### GIVEN TEXT
Imagine [some of you don’t have to imagine]  loving someone who has been a part of your life.  Suddenly they weren't there.  They were just gone.  Poof.  You will never see them again.  Poof.  You don't even have the comfort of believing they are unknowingly alive and well somewhere else on the planet.  Nope they are undeniably, confirmed totally not part of this world any longer.  Gone!

Whoa!  Were you prepared for that?  Can you imagine the hole in your life?  In your soul?  Could you recover?  Even if you could how long would it take?  No preparation, no warning what so ever.  A universe built that way seems and is often absurdly cruel.  Even at my worst woe is me moments my mind reels at that level of galactic cruelty.

Now imagine that same person.  Two months, two, three years whatever time frame other than sudden.  See where I'm going?  Of course if you care, of course if you love them you too will suffer as your loved one does.  But that person is suffering, hanging on beyond hanging on to help those he or she loves come to grips with he or she not being around.  That decline over time prepares those left for the spot that is left empty. 

I'm not saying that makes one a hero or martyr for hanging on for as long as they can. But  I'm guessing this is why God created this kind of suffering…solely to help those that remain behind.  To make that hole not quite so large as perhaps would be left with a sudden absence.

Perhaps that is what we mean when we make comments like.  "Such a great attitude", "So selfless", "Such courage every day"….etc.  We are just describing a person whose only reason they can give to their own "suffereing" is that they are helping the ones they love most into the future.

### TASK LIST
**a)** Answer each question from the reflection on sudden and gradual loss:
(i) According to the reflection, what does a decline over time prepare those left for?
(ii) For what purpose does the writer guess God created this kind of suffering?
(iii) Which three comments are quoted in the last paragraph?
**b)** Carry on the reflection on sudden and gradual loss, starting after its last sentence.

### EXTRACTED RECORDS

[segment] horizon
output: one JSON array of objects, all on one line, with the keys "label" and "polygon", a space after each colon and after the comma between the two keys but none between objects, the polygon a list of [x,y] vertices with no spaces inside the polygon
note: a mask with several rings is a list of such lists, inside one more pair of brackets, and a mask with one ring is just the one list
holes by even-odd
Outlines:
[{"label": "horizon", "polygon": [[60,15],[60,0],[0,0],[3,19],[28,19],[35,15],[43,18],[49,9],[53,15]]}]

### SOLVED TASKS
**a)**
(i) The spot that is left empty.
(ii) Solely to help those that remain behind.
(iii) "Such a great attitude", "So selfless" and "Such courage every day".

**b)**
Like I said, just a thought I had in the shower.

Talk to you later.

Tuesday, November 15, 2011

SCAN 101


Thanks to a PSA that doubled in a short time recently,  I was sent off to spend the better part of yesterday being scanned.   I remember the first time I was going to be “scanned”.   My fascination with Science Fiction terrified me when thinking about being “scanned”. 
CAT and Bone Scans, those seemingly  “scary scary”, are cake walks.  The worst that happens to you is a “slight poke” as they put the IV in…if you need an IV.
So I thought I’d share yesterday.  Yesterday that was filled with people that helped.  People that cared.  


 
This is where my day started.  My best friend dropped me off.  Having a ride is a great thing.  Especially if your friend or spouse can deliver you.  No reason for them to stay unless you want them too.  Trust me they will be bored as ultimately you will be to.

OK, it’s blurry and scary.  It’s also taken apart for QC.  They knew I was showing up so they wanted to make sure it was running fine for me.  This is the bone scan machine in what they call nuclear medicine.  The big thing at the top.  Well that’s the thing that comes down really close to you, scares the crap out of you because you think it is going to squish you, but ultimately takes pictures of your bones which saves you.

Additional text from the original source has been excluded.